*TASK ITEM*: Return the lines from the one containing "the black and" to the end of the material, both end lines included, exactly and with nothing else.

*RECORD EXTRACTS*:
--- START ---
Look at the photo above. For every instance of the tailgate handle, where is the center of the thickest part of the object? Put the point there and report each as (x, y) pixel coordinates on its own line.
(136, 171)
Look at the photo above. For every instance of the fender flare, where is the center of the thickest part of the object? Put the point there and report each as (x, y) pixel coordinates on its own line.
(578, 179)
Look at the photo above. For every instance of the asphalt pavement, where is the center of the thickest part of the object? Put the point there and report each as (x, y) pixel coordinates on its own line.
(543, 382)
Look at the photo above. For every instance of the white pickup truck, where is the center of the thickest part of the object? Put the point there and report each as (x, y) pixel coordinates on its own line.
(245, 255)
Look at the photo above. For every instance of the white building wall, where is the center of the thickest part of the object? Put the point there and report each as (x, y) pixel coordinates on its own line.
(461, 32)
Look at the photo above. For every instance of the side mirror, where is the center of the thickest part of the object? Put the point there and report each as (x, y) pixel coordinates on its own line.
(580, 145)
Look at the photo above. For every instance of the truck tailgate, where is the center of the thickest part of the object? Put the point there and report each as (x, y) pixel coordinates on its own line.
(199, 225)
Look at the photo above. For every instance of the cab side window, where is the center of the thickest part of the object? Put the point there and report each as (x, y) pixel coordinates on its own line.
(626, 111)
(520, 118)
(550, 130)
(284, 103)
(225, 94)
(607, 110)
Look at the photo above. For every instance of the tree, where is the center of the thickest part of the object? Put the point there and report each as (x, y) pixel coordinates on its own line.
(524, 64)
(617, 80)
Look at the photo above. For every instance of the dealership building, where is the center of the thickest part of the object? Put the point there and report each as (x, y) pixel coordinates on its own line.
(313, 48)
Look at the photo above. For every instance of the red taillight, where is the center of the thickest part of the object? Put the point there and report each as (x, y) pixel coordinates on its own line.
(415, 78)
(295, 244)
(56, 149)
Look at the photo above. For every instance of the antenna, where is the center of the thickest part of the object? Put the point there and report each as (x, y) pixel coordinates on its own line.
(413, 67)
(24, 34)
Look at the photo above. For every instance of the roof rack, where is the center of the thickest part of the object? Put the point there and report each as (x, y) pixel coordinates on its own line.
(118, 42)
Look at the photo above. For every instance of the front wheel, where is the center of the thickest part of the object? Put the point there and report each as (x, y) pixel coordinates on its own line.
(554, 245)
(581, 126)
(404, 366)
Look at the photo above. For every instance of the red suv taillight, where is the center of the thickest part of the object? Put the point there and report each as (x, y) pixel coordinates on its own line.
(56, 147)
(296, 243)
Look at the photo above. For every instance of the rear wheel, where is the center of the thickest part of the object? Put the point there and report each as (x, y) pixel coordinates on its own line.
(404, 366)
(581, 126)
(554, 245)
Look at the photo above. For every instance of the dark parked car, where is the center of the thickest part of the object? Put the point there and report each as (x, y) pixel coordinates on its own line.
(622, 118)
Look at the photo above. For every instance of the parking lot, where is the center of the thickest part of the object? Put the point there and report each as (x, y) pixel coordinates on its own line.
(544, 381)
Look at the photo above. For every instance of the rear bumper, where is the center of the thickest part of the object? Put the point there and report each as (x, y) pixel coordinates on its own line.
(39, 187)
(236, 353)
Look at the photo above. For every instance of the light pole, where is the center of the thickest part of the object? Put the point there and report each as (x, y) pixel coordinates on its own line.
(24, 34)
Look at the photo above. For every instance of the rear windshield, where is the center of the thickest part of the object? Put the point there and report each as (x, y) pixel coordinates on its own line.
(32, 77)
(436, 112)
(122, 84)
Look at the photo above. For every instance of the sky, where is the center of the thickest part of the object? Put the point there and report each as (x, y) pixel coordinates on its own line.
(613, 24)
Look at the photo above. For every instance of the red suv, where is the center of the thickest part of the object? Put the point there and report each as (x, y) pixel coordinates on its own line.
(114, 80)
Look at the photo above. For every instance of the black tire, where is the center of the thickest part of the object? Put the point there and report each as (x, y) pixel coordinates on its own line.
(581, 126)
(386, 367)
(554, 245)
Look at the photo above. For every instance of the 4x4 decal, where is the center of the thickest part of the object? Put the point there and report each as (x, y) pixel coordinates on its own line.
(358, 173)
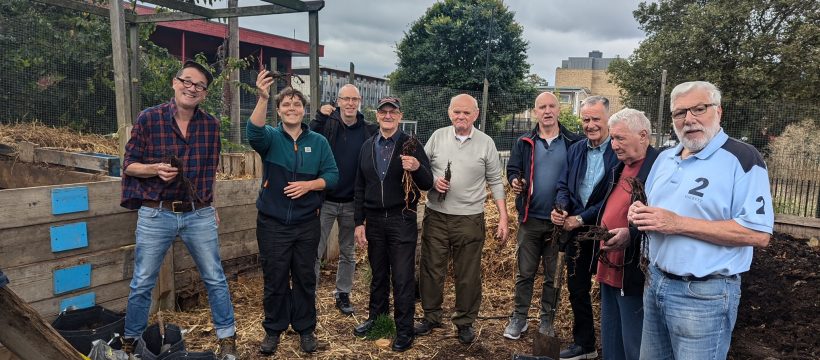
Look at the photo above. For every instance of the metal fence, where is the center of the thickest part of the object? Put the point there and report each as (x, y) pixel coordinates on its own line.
(55, 67)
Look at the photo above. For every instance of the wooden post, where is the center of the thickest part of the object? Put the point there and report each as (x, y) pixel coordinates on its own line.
(313, 34)
(26, 334)
(121, 84)
(233, 46)
(136, 99)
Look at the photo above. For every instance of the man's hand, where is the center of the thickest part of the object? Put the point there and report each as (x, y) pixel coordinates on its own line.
(518, 186)
(571, 223)
(558, 218)
(327, 109)
(648, 218)
(409, 163)
(263, 83)
(619, 241)
(359, 235)
(166, 172)
(296, 189)
(442, 185)
(503, 231)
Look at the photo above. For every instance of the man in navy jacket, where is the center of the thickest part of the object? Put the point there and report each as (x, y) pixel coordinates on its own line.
(581, 192)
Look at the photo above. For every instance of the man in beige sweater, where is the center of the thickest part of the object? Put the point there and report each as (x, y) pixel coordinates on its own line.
(454, 222)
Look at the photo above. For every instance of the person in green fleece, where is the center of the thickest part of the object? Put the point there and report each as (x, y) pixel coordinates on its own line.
(298, 166)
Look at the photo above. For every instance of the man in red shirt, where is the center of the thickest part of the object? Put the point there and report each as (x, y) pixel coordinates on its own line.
(618, 270)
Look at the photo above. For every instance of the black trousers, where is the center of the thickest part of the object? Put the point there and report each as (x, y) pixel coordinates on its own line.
(288, 254)
(579, 284)
(391, 250)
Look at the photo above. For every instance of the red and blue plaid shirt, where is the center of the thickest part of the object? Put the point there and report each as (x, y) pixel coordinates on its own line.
(154, 139)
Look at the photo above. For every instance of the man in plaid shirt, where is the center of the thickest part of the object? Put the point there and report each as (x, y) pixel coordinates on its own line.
(169, 172)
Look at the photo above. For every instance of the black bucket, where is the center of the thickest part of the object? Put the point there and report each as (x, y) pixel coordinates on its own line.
(81, 327)
(150, 343)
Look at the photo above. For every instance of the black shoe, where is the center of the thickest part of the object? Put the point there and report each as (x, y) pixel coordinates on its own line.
(128, 345)
(363, 328)
(269, 344)
(577, 352)
(401, 343)
(425, 327)
(307, 342)
(466, 335)
(343, 303)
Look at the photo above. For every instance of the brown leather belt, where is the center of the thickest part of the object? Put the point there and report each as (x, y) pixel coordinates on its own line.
(175, 205)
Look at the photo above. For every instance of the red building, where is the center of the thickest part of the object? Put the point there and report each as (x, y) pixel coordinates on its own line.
(185, 39)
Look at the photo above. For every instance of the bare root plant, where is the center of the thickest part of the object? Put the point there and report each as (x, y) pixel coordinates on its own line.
(410, 188)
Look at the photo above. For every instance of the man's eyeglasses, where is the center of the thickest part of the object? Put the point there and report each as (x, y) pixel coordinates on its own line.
(695, 110)
(349, 99)
(188, 83)
(393, 112)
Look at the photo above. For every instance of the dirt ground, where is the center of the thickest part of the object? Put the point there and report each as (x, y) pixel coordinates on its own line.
(777, 317)
(780, 303)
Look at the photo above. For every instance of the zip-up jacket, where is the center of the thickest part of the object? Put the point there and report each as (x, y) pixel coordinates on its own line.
(373, 194)
(306, 158)
(633, 280)
(522, 161)
(345, 142)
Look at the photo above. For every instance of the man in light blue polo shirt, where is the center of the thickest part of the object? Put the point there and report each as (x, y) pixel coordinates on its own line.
(709, 205)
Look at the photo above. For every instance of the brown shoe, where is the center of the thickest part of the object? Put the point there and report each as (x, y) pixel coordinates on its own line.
(227, 348)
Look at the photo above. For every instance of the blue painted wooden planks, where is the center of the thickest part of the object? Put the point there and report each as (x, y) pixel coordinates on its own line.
(72, 278)
(69, 237)
(69, 200)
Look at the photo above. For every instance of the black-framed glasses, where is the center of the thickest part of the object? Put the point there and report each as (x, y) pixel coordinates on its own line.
(188, 83)
(696, 110)
(350, 99)
(394, 112)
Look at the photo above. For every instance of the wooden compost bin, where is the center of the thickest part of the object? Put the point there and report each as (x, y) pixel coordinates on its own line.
(65, 240)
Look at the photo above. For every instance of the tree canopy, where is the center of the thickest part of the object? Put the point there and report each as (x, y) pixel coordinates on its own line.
(450, 49)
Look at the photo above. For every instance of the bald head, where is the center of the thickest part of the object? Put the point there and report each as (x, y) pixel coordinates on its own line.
(348, 102)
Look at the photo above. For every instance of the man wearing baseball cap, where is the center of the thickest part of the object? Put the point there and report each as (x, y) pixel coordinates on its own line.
(393, 169)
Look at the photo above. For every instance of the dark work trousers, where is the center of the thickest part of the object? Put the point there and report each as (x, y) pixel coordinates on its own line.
(463, 237)
(391, 250)
(579, 284)
(535, 247)
(287, 254)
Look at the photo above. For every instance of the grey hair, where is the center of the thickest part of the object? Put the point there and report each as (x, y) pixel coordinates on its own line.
(685, 88)
(596, 99)
(635, 120)
(453, 99)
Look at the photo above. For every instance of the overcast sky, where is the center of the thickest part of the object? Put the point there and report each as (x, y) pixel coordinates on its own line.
(366, 31)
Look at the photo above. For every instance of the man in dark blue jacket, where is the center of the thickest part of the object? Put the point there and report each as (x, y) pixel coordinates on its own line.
(345, 131)
(536, 162)
(581, 191)
(393, 168)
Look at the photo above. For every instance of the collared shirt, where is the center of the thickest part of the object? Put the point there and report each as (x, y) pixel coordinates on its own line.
(383, 148)
(154, 138)
(595, 169)
(727, 180)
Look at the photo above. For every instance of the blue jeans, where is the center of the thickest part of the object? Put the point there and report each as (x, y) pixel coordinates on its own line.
(156, 231)
(621, 322)
(688, 319)
(343, 213)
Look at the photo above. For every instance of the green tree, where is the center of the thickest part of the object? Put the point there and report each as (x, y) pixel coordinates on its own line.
(756, 51)
(447, 49)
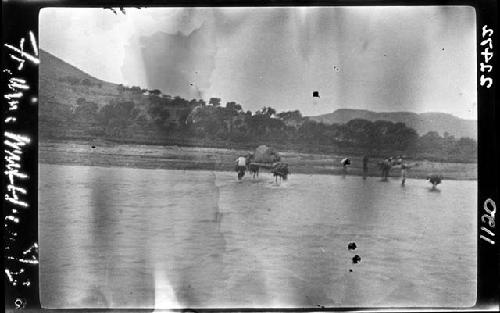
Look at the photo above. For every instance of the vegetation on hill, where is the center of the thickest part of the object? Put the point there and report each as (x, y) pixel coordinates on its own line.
(74, 105)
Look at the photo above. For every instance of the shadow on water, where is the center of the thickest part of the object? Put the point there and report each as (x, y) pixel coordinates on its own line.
(121, 278)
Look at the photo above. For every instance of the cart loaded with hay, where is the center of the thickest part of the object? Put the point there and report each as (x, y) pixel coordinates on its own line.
(267, 158)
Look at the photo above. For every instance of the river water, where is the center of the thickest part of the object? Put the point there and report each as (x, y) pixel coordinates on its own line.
(117, 237)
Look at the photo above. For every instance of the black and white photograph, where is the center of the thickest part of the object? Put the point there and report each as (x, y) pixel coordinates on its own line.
(257, 157)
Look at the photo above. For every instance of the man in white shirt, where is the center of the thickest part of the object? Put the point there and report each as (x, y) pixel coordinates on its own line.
(241, 166)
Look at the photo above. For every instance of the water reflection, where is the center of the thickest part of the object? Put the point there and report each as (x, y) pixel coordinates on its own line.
(120, 237)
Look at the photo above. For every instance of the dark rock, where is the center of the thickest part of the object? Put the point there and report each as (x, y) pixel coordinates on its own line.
(356, 259)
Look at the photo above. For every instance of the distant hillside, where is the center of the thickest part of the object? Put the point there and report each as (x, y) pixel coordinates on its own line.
(63, 83)
(422, 123)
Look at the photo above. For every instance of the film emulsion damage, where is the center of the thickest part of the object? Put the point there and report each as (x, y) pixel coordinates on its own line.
(21, 55)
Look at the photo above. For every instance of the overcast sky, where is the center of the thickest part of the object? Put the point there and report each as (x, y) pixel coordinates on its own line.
--- END ---
*SOLUTION TO THIS PROBLEM*:
Look at the photo above. For every instance of the black and white photograph, where is the center of the thickest part of the object? Put the point there and report each as (x, y) pixel coordinates on its own line.
(257, 157)
Look at the photo above. For every instance of the man in white shirt, where is the center of the thickest part of the object? Put the point there and report each as (x, y) pixel coordinates on its own line.
(241, 166)
Look at the photo above. For every instance of the water reflection, where is the center of the thickest part of the object? Put the point there and report each as (x, y) pixel coordinates on its own line.
(120, 237)
Look at the photo above. For every instance of the dark rock, where is the center of the thickest part of the object? Put the point there and report each as (x, y) pixel coordinates on its own line.
(356, 259)
Look at the photo above. For every instance of the distant hillside, where is the center of the thickest part of the object? Put the point there and report each as (x, y) pixel coordinates on its own line.
(63, 83)
(422, 123)
Look at the photo above. For every instance of the film emulsion damage, where is the center of the thickest part of the object? Put the point there and report each as (x, y) pixel coordinates on its own line.
(21, 55)
Look at the photo above. For every instance of the overcast sky, where is the center of the thickest part of the object? Put the point there and report each as (x, y) pixel coordinates on its own line.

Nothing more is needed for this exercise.